╔══
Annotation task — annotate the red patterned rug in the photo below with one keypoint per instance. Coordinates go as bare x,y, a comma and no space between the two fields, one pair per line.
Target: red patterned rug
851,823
╚══
╔══
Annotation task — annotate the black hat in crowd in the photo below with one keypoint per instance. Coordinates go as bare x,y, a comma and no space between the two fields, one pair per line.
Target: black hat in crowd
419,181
╚══
╔══
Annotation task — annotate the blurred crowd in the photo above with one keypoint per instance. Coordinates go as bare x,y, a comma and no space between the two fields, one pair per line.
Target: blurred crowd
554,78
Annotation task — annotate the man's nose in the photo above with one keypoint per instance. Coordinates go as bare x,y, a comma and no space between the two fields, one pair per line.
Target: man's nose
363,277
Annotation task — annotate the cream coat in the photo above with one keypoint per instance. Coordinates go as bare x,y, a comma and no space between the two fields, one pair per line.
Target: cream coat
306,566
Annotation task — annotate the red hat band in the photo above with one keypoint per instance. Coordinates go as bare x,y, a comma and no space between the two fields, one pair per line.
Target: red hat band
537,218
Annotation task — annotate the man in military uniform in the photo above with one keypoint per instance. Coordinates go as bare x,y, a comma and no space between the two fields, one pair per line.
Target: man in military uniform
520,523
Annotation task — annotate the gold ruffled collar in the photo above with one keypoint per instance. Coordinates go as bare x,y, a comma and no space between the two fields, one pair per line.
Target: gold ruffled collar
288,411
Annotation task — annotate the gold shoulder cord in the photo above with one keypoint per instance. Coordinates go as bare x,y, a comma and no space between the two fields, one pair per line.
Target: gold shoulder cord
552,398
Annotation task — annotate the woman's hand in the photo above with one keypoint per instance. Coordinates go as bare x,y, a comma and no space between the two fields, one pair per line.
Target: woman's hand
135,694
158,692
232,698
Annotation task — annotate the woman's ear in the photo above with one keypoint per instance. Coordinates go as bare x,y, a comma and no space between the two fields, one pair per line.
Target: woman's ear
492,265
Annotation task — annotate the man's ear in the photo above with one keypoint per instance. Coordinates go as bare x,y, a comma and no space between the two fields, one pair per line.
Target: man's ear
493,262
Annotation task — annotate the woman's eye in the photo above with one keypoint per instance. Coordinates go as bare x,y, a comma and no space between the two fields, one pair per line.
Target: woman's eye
╚══
§ **PROBLEM DESCRIPTION**:
Reproduce verbatim the lines of the records from the line containing "Annotation task — annotate the woman's ear" up to and including the line containing "Target: woman's eye".

§ **FINISHED TASK**:
Annotation task — annotate the woman's ear in the photo above with one keypoint per instance. Coordinates go as bare x,y, a comma and no space between the two fields, one pair per line.
Target: woman's ear
492,265
Annotation task — annotate the man's ear in the photo above with one keypoint per instance. Coordinates go as bare x,y, a comma and no space between the two fields, one pair per line.
Target: man's ear
493,262
Annotation task — annotate the woman's eye in the photo above with one keypoint per instance. Coordinates go as bare x,y, a comma and no space between the two fields, one pair per line.
Target: woman's eye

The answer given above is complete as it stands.